RECORDS
== == ==

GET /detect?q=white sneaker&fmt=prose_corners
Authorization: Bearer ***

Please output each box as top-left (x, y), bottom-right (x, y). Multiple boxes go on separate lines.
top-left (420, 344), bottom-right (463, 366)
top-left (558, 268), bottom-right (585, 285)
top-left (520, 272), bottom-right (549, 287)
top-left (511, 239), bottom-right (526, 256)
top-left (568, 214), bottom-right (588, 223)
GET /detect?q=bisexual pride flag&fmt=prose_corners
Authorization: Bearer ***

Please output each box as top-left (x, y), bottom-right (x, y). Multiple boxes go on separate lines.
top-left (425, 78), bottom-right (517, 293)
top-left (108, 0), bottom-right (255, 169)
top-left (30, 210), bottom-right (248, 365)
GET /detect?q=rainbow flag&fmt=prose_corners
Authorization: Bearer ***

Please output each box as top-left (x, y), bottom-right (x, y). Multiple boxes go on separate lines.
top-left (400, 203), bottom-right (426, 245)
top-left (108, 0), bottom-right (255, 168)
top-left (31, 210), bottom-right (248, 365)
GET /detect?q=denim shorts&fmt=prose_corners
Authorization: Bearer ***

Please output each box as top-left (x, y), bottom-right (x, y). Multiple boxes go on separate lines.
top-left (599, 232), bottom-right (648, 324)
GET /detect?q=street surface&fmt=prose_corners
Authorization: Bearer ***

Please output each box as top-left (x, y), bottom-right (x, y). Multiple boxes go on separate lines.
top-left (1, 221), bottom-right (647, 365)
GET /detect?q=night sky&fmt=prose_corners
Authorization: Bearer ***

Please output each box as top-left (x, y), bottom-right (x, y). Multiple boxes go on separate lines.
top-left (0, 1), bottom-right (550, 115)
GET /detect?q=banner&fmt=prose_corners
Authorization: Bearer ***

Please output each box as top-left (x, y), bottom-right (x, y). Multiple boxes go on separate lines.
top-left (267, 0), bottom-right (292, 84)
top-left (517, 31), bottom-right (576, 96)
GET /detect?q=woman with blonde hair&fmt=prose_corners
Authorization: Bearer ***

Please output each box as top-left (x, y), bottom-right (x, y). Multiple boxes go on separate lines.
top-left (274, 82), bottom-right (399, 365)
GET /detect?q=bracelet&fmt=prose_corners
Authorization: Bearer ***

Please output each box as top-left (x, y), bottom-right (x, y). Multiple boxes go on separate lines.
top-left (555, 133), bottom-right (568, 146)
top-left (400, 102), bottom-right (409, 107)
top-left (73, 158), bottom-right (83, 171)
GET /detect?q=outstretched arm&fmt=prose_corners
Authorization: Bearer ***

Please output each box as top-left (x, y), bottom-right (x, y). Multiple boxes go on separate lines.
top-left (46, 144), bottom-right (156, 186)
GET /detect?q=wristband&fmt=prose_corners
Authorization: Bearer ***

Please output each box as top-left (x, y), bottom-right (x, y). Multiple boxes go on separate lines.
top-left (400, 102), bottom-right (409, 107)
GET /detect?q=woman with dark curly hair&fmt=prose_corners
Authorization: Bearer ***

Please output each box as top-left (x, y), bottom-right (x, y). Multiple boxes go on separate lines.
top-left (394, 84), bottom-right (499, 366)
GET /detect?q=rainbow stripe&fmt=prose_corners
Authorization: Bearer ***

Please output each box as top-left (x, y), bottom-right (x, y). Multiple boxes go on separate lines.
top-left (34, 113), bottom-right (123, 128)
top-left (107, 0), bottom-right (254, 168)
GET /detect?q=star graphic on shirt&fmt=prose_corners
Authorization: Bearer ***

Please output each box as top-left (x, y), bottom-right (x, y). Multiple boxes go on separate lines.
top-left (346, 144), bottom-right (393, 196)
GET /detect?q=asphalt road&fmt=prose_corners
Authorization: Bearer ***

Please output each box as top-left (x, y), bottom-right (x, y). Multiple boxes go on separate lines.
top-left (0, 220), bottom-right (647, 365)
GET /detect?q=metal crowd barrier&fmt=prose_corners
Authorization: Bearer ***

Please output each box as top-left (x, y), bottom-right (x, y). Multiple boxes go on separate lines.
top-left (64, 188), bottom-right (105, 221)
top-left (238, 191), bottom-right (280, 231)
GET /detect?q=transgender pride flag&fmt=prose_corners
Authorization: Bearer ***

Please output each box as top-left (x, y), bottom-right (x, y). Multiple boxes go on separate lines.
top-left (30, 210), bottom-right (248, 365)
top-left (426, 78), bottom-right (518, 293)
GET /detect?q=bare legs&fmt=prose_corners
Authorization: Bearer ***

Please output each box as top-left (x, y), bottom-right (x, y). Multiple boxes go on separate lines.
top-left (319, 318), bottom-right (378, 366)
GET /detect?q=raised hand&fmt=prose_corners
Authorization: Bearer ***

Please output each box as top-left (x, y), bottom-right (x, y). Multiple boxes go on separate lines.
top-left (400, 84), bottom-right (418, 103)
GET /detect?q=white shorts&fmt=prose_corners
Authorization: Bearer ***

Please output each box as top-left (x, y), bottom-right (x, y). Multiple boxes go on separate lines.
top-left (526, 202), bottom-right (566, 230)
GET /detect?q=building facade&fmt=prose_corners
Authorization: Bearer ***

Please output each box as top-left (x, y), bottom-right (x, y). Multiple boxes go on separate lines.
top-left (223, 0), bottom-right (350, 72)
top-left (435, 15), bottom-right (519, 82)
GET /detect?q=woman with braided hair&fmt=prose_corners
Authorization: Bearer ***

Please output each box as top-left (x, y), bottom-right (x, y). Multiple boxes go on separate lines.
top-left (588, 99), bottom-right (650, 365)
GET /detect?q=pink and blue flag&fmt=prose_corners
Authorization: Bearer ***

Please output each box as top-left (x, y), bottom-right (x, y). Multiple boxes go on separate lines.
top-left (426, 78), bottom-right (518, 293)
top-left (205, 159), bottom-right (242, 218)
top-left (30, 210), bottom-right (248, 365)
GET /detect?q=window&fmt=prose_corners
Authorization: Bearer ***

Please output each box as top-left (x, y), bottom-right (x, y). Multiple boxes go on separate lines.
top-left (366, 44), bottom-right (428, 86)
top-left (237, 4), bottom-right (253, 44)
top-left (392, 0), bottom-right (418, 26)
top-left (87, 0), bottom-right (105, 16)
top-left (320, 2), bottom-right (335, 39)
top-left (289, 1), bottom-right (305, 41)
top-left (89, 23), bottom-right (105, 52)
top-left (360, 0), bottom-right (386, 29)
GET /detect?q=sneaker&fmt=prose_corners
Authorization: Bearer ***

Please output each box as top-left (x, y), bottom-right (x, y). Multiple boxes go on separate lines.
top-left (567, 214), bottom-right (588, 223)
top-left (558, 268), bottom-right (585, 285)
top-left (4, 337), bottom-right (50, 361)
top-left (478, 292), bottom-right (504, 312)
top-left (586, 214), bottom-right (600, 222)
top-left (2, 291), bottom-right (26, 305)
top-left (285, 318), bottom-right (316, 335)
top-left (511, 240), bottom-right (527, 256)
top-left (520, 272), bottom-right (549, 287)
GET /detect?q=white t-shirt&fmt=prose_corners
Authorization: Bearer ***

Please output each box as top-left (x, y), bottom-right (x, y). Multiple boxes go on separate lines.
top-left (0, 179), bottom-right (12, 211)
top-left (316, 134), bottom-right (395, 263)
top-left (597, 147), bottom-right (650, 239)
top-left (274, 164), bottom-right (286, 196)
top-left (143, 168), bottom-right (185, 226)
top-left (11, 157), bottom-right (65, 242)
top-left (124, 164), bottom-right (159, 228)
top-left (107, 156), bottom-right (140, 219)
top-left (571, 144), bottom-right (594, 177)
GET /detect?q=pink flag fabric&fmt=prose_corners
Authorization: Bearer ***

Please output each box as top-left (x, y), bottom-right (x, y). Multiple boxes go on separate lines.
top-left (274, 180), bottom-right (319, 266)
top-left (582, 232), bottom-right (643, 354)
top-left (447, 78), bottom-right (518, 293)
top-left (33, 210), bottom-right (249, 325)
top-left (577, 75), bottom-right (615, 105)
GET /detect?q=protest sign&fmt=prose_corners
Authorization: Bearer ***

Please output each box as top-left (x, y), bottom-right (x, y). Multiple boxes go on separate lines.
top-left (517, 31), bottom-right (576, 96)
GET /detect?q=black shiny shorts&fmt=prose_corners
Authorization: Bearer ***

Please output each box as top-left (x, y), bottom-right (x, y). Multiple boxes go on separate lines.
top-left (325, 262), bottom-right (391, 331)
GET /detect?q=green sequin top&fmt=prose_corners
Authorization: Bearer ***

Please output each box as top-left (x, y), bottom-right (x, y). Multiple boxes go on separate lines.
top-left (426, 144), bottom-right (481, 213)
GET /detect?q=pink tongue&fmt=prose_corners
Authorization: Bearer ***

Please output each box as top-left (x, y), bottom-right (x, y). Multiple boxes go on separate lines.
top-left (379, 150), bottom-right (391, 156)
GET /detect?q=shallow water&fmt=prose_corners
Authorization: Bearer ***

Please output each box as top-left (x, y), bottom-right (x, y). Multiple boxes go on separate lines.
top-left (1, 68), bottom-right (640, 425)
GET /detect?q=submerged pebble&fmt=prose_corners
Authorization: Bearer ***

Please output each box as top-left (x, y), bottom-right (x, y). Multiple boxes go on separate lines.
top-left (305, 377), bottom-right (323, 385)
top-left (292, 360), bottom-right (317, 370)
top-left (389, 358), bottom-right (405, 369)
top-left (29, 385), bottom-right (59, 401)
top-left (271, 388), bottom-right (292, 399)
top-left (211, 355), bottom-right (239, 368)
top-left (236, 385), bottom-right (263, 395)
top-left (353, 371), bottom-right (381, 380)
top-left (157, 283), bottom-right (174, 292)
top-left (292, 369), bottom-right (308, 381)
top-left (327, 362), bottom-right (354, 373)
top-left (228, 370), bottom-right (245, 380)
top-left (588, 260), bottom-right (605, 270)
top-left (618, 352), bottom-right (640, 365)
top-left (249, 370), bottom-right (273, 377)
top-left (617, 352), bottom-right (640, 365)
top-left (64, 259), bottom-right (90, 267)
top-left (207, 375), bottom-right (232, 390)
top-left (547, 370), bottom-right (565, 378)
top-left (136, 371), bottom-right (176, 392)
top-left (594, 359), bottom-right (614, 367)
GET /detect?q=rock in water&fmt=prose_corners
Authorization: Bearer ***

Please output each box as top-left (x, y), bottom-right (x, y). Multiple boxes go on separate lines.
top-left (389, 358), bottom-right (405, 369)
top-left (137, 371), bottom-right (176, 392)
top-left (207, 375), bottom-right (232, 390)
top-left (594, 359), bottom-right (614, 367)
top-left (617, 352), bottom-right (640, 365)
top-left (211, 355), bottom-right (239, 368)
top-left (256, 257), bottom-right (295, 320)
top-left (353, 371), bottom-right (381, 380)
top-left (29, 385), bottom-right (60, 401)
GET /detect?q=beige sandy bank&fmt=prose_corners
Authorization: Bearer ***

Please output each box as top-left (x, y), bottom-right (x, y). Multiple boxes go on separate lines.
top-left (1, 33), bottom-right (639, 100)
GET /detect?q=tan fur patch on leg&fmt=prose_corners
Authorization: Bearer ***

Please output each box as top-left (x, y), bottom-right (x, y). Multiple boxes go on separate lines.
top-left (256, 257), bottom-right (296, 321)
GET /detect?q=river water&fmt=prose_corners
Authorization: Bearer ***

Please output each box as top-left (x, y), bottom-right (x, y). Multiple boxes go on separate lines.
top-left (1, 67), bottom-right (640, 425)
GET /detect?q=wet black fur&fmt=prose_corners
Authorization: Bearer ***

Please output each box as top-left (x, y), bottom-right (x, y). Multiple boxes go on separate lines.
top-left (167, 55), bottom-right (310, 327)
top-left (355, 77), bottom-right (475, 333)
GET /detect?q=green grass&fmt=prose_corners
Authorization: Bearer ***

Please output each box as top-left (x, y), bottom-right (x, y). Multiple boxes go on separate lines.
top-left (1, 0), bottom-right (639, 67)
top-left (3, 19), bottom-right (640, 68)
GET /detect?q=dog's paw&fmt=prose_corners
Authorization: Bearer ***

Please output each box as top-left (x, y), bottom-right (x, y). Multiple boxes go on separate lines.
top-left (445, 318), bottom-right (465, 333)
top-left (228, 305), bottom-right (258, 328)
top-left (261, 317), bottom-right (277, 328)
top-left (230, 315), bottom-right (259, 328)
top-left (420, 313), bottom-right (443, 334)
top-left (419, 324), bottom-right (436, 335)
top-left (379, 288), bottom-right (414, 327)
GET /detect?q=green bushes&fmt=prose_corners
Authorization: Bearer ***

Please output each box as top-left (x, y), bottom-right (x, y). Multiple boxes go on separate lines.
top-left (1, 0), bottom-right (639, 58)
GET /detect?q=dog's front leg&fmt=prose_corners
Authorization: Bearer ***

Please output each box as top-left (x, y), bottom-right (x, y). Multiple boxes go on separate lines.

== == ==

WORK ORDER
From the entries, report every line in which the string "shirt" occurs.

OUTPUT OF THE TASK
GET /detect?q=star graphic on shirt&fmt=prose_corners
GET /detect?q=white t-shirt&fmt=prose_corners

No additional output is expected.